# Document excerpt
— BEGIN —

The roots of this travelogue-time capsule — and the band that made it — can be traced back to lead singer and guitarist Chris Henderson’s childhood. Spending hours on end in his father’s art studio, one of Henderson’s clearest, dearest memories is the large bronze radio, and the joyful noises he learned of there. “When the band started, we were looking for our direction, to see what this was going to be,” explains Henderson. “We came back to this idea of the return of the bronze radio, a return to some of those older, familiar sounds that all of us inherently grew up with.” The result is a forward-thinking retrospective of the sounds we all love, curated and created by Henderson, Rob Griffith (drums/vocals), Bob Tanen (bass/vocals), Matt Warner (keys, vocals), Craig Struble (harmonica/guitar), and Patrick Fetkowitz (guitar).
To write this record, Bronze Radio Return credits a few productive weeks of bouncing between the self-imposed exile of a remote Maine town, and the frenetic energy of their Hartford, Connecticut homebase. Those polarities informed much of the content of the record, from the examination of interpersonal relationships, to an individual’s interaction with the culture around them. “This album was a lot about working on what kind of process works best for us. When I write, I often write a melody and work on a progression in the form of a tune, which comes much more naturally when I’m doing my things here in Hartford. When it’s time to write lyrics, which take the most focus, I found that it was most effective to work in Maine,” says Henderson.
With an arsenal of song sketches in hand, Bronze Radio Return set to work to flesh out each of these songs. “Each member of BRR has a solid understanding of their instrument, and the role the instrument plays in the group,” stresses Henderson. “Everyone contributes ideas.” Formed in 2008, Bronze Radio Return’s line-up took a few years to solidify, though most of the band’s members were orbiting each other for years at the Hartt School, one of the country’s best schools of music, located in Hartford, Connecticut. For debut Old Time Speaker, the band relocated to Nashville for a two-week period, to, as Henderson puts it “a place we’d never been with a producer we’d never met, and played a bunch of songs we’d never played before.” For such an inauspicious set of circumstances, the band managed a solid and well-received debut, and forged a lasting bond with producer Chad Copelin. Old Time Speaker established the band’s relentless touring schedule, including an invitation to represent the Connecticut music scene by performing for President Obama at an event in Bridgeport, CT in 2010. Fan favorites “Digital Love” and “Lo-Fi” have been picked up for advertising and television licensing and the album landed on CMJ’s Top 200 Album Chart.
For SHAKE! SHAKE! SHAKE!, the band reunited with Copelin on his home turf in Norman, Oklahoma, a location Henderson credits with having a profound effect on the album. There, the band learned firsthand the truism of the Mid-Western friendliness. Local acquaintances would stop in daily with a kind word and a new instrument to lend. “Most of the instruments played on this record were lent to us from the community,” says Henderson.

— END —

# What is being asked
Repeat word for word the stretch of the band profile above from "The roots of" through "Patrick Fetkowitz (guitar).".

[Boundary labeling lines]

— BEGIN —

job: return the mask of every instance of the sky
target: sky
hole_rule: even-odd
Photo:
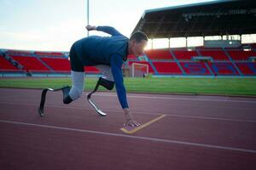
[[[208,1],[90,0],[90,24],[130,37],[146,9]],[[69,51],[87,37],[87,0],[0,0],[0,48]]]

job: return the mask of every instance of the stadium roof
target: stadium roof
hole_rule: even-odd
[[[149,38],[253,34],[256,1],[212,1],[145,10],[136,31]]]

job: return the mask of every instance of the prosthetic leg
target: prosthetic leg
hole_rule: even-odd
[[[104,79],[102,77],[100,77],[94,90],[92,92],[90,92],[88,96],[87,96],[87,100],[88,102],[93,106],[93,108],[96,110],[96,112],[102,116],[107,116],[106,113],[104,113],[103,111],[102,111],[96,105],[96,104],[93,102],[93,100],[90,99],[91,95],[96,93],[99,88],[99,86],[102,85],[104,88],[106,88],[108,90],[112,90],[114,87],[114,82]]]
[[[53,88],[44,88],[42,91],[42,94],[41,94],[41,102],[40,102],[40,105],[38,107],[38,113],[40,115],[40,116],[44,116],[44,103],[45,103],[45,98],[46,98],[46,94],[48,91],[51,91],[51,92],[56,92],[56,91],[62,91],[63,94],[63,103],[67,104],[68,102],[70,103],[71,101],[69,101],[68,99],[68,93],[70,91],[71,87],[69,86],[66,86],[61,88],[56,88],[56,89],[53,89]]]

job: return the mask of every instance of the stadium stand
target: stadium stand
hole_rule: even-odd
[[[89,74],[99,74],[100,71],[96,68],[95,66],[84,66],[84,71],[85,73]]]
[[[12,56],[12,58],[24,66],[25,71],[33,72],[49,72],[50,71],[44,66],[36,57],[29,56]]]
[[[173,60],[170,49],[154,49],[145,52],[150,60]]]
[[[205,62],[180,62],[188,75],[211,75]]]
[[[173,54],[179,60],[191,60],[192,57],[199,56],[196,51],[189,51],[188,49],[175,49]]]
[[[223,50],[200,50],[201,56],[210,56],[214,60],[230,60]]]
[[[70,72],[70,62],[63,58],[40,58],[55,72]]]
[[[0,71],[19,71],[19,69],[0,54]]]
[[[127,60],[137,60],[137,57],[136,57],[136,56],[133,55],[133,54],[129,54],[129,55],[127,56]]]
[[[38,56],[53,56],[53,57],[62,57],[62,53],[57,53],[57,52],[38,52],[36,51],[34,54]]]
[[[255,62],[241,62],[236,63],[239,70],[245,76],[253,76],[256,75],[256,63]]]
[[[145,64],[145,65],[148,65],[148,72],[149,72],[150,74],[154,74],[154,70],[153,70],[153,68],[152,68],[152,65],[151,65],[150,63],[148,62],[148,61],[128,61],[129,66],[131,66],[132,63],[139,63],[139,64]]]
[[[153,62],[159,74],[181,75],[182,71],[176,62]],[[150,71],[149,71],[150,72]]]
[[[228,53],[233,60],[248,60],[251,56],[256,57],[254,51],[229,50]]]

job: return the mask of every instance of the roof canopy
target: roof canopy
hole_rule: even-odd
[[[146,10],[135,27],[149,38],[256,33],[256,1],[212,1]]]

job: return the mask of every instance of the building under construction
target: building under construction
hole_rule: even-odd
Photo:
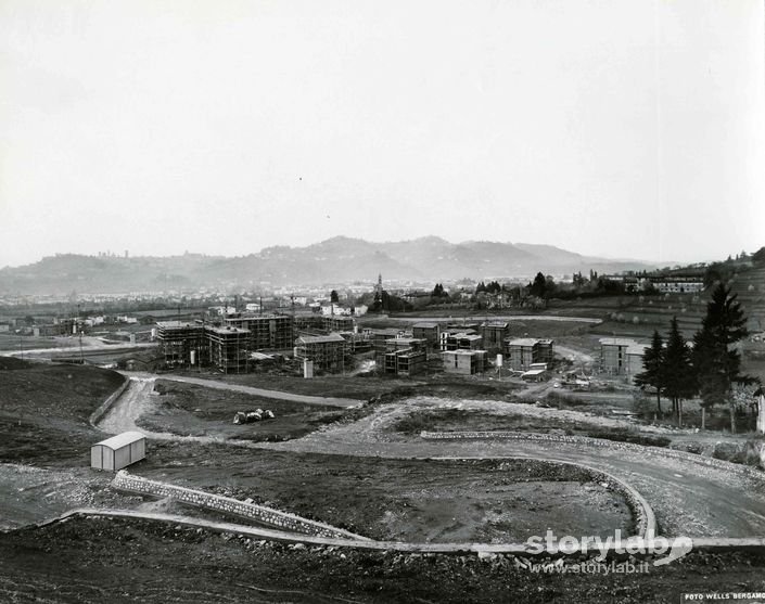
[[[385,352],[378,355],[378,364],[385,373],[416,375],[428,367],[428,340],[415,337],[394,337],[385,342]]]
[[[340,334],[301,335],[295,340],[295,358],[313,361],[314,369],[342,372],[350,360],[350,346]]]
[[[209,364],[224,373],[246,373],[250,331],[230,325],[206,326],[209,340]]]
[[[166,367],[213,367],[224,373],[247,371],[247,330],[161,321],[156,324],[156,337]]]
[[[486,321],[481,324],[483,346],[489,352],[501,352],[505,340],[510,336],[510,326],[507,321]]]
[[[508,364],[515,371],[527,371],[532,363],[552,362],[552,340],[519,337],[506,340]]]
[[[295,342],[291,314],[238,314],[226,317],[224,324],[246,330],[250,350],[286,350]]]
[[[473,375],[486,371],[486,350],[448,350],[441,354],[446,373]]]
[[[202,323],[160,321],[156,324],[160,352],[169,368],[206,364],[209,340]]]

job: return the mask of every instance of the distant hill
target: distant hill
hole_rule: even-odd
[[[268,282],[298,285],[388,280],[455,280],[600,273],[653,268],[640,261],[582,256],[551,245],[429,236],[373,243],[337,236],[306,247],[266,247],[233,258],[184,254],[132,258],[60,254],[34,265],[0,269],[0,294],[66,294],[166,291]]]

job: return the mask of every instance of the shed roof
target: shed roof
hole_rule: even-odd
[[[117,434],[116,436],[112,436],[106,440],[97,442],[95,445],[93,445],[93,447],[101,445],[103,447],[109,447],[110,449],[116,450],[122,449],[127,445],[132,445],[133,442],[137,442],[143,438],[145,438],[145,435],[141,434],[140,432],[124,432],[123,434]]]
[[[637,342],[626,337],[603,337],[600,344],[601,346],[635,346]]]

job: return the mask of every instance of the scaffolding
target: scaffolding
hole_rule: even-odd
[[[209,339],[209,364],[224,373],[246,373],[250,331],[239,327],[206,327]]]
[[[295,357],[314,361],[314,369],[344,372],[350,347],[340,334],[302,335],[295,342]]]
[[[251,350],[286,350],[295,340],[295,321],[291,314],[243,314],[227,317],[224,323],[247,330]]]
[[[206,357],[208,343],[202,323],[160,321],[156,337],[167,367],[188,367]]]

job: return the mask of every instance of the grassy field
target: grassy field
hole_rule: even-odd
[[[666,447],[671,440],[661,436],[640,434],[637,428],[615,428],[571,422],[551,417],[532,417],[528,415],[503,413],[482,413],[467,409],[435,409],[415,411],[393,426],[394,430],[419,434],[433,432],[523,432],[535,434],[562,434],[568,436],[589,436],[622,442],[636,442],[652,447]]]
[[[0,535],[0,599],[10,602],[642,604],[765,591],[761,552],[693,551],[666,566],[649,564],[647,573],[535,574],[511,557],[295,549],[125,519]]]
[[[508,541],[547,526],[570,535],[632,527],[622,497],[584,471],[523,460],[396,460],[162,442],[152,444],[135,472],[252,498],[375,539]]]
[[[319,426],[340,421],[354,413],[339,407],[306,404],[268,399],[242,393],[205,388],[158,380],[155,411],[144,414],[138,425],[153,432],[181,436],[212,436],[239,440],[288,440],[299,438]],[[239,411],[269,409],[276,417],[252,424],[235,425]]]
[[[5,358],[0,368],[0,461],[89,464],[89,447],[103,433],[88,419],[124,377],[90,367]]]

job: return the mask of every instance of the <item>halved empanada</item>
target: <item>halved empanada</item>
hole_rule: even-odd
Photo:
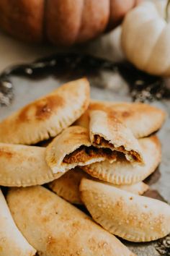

— END —

# Solution to this task
The roots of this travelogue-time capsule — and the band that made it — can be traced back to lead singer and guitarist Chris Henderson’s childhood. Spending hours on end in his father’s art studio, one of Henderson’s clearest, dearest memories is the large bronze radio, and the joyful noises he learned of there. “When the band started, we were looking for our direction, to see what this was going to be,” explains Henderson. “We came back to this idea of the return of the bronze radio, a return to some of those older, familiar sounds that all of us inherently grew up with.” The result is a forward-thinking retrospective of the sounds we all love, curated and created by Henderson, Rob Griffith (drums/vocals), Bob Tanen (bass/vocals), Matt Warner (keys, vocals), Craig Struble (harmonica/guitar), and Patrick Fetkowitz (guitar).